Le interpretazioni possibili sono due a seconda del significato che si vuole dare al termine “esportare” .
Se esso viene intesto nel senso di “far pervenire armi dall’Italia ad un paese straniero” è chiaro che il fatto di uscire con il natante in acque extraterritoriali è irrilevante perché non si ha alcuna esportazione. Però si dovrebbe ritenere realizzata l’esportazione quando si entra nelle acque di un paese straniero, a meno di ricorrere alla finzione di considerare il natante territorio del paese di cui batte la bandiera (art. 4 Cod. Nav.: Le navi italiane in alto mare e gli aeromobili italiani in luogo o spazio non soggetto alla sovranità di alcuno Stato sono considerati come territorio italiano); in tal caso l’esportazione si avrebbe solo con l’uscita delle armi dalla barca.
Se invece si intende nel senso di “far uscire le armi dal territorio italiano”, allora si pone il problema del rapporto tra norme penali in materia di armi e Codice della Navigazione e si potrebbe anche pervenire alla conclusione che per entrare in acque territoriali straniere occorre essere muniti di licenza di esportazione delle armi trasportate.

ESERCIZIO ASSEGNATO 1: Traduci in inglese la frase del brano sull'esportazione di armi "Le interpretazioni possibili sono due a seconda del significato che si vuole dare al termine “esportare”."
ESERCIZIO ASSEGNATO 2: Inserisci tutte le righe delle voci in una lista JSON di stringhe, una stringa per ogni riga e senza le righe vuote.
Le voci non hanno alcun legame con il brano sull'esportazione di armi.

VOCI RIPORTATE:
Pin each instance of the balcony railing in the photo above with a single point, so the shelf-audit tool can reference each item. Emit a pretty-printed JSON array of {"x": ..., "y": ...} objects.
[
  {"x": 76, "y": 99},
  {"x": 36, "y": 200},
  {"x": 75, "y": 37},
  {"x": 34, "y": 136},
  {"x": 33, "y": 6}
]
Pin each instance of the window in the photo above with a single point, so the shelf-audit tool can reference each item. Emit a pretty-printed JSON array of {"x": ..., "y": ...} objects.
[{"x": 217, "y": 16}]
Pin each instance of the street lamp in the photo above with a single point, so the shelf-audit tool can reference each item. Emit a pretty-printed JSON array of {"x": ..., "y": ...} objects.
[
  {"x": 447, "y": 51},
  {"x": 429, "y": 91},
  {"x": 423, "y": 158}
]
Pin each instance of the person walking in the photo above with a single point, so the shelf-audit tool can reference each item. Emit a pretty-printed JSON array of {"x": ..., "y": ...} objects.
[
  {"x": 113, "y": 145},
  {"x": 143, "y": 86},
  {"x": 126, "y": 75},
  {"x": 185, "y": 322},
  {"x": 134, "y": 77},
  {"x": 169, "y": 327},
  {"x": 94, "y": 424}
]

RISULTATO 1: There are two possible interpretations, depending on the meaning one wishes to give to the term “export.”

RISULTATO 2:
[
  "Pin each instance of the balcony railing in the photo above with a single point, so the shelf-audit tool can reference each item. Emit a pretty-printed JSON array of {\"x\": ..., \"y\": ...} objects.",
  "[",
  "  {\"x\": 76, \"y\": 99},",
  "  {\"x\": 36, \"y\": 200},",
  "  {\"x\": 75, \"y\": 37},",
  "  {\"x\": 34, \"y\": 136},",
  "  {\"x\": 33, \"y\": 6}",
  "]",
  "Pin each instance of the window in the photo above with a single point, so the shelf-audit tool can reference each item. Emit a pretty-printed JSON array of {\"x\": ..., \"y\": ...} objects.",
  "[{\"x\": 217, \"y\": 16}]",
  "Pin each instance of the street lamp in the photo above with a single point, so the shelf-audit tool can reference each item. Emit a pretty-printed JSON array of {\"x\": ..., \"y\": ...} objects.",
  "[",
  "  {\"x\": 447, \"y\": 51},",
  "  {\"x\": 429, \"y\": 91},",
  "  {\"x\": 423, \"y\": 158}",
  "]",
  "Pin each instance of the person walking in the photo above with a single point, so the shelf-audit tool can reference each item. Emit a pretty-printed JSON array of {\"x\": ..., \"y\": ...} objects.",
  "[",
  "  {\"x\": 113, \"y\": 145},",
  "  {\"x\": 143, \"y\": 86},",
  "  {\"x\": 126, \"y\": 75},",
  "  {\"x\": 185, \"y\": 322},",
  "  {\"x\": 134, \"y\": 77},",
  "  {\"x\": 169, \"y\": 327},",
  "  {\"x\": 94, \"y\": 424}",
  "]"
]